_Aim of the task_: Copies of all lines containing the string "bark" are needed from the data below.

Point localization data
************

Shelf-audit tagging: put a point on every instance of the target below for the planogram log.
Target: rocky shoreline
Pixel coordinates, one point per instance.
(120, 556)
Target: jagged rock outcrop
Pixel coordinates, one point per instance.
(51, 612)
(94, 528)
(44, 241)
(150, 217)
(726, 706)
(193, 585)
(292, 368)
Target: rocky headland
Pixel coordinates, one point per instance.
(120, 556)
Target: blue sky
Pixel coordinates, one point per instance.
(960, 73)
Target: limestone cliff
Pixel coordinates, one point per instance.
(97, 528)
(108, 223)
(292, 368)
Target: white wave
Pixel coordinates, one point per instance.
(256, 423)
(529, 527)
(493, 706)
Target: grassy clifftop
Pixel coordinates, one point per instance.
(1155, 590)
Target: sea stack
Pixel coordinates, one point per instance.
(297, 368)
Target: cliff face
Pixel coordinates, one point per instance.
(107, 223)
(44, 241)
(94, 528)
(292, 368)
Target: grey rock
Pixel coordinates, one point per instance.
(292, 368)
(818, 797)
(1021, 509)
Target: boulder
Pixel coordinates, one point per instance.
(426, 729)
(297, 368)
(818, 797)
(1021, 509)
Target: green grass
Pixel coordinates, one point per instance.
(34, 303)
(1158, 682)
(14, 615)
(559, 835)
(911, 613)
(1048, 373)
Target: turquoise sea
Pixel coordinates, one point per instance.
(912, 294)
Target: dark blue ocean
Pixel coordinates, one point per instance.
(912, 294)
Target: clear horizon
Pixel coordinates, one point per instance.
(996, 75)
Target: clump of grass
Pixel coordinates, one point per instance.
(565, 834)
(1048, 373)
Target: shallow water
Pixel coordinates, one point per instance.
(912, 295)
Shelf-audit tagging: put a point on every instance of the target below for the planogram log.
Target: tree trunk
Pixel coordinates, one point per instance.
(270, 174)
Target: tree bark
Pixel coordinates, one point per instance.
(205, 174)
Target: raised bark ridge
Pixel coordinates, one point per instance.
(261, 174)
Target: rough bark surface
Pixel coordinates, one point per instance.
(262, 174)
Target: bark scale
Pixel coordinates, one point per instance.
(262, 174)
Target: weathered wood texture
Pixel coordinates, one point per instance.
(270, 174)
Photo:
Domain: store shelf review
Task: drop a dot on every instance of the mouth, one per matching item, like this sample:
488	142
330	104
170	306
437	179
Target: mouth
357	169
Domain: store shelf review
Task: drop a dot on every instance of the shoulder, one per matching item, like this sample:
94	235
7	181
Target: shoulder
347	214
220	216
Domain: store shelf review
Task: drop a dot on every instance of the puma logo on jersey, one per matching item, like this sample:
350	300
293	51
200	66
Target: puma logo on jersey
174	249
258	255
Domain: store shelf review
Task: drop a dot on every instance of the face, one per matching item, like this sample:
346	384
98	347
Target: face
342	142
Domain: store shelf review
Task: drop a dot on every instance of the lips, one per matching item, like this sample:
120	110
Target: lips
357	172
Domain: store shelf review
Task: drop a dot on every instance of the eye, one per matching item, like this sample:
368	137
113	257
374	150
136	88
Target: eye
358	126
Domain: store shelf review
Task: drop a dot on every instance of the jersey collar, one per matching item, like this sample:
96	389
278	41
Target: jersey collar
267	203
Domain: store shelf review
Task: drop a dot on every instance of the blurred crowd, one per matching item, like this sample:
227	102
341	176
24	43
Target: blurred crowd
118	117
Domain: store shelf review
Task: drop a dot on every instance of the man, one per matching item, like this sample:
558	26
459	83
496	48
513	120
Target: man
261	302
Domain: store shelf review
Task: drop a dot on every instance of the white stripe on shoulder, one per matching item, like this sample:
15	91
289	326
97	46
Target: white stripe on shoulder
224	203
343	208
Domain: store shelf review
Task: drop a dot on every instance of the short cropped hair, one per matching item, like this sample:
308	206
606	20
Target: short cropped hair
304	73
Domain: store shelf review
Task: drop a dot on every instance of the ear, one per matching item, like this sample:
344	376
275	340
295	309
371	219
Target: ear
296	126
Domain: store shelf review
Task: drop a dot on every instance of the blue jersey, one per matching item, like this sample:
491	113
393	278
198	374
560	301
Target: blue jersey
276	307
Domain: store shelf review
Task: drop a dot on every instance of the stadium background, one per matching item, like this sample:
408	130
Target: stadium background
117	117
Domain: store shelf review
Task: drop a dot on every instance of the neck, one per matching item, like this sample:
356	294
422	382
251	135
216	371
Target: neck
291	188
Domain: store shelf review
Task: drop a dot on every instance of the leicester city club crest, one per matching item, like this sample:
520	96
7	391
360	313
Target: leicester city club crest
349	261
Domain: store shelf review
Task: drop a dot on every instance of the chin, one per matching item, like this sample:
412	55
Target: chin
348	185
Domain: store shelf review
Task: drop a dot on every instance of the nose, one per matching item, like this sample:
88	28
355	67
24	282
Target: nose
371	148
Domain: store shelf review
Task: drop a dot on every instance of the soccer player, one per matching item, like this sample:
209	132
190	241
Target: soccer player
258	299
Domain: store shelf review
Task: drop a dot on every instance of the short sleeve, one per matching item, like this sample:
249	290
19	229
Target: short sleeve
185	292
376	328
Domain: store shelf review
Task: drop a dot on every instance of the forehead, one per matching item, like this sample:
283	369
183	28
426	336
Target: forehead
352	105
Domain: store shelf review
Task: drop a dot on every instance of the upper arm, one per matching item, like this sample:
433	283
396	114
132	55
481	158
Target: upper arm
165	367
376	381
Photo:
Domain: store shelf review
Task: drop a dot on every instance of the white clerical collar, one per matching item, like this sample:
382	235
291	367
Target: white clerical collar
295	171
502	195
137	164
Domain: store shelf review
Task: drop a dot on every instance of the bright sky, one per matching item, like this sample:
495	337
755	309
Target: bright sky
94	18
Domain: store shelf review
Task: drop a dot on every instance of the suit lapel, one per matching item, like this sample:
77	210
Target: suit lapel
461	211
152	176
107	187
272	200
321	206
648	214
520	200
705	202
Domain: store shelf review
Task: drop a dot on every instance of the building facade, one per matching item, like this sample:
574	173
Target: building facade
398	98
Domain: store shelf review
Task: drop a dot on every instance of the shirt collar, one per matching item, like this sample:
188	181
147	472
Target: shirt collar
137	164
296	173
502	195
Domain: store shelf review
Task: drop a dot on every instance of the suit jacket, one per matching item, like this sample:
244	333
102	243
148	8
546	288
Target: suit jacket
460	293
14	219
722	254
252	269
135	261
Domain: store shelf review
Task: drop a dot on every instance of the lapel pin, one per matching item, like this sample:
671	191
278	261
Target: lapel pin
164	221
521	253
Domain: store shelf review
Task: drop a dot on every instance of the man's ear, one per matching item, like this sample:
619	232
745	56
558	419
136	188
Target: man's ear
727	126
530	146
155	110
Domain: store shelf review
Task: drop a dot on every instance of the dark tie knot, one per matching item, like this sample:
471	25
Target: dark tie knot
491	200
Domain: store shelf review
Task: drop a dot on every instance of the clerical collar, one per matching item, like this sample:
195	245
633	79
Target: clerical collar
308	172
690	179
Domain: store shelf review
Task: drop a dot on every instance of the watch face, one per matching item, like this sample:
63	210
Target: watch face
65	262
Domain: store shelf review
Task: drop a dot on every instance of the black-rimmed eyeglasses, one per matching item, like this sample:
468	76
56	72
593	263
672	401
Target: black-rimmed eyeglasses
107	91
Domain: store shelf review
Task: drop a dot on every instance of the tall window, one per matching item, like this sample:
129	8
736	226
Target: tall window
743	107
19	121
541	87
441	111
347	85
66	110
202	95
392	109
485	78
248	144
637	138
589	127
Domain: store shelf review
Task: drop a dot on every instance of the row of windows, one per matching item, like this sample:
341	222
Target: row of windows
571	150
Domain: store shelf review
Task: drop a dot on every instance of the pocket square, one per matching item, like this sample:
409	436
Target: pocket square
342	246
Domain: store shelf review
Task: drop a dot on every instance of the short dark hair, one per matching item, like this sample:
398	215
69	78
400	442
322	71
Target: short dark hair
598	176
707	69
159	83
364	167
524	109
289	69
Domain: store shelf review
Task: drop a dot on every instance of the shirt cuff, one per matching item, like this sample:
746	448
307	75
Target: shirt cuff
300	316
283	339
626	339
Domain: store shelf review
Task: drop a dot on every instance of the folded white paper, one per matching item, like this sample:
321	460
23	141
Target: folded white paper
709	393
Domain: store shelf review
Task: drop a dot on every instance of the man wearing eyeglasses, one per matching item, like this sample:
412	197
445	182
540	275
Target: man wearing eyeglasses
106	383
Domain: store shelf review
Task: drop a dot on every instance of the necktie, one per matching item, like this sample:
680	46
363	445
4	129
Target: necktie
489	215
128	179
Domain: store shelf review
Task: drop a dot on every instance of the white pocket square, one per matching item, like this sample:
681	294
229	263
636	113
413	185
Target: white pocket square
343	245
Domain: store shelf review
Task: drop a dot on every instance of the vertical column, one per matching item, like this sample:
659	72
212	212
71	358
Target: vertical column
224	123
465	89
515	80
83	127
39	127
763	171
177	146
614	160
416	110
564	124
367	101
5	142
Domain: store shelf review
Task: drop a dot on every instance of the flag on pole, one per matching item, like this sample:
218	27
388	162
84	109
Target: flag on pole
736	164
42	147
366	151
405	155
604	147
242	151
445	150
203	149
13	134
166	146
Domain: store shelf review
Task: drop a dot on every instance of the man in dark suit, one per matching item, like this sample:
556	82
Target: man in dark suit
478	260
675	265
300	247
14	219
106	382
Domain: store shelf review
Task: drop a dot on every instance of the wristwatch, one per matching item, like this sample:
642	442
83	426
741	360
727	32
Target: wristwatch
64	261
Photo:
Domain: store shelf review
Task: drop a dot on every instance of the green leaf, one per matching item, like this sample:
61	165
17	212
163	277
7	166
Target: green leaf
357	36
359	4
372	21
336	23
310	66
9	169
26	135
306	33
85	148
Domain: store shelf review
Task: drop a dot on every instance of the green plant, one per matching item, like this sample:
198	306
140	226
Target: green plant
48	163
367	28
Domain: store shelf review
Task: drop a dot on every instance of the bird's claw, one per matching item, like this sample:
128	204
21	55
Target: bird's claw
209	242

************

_Solution to the exercise_:
Target: tree bark
Target: raised bark ridge
Target: rough bark surface
Target: bark scale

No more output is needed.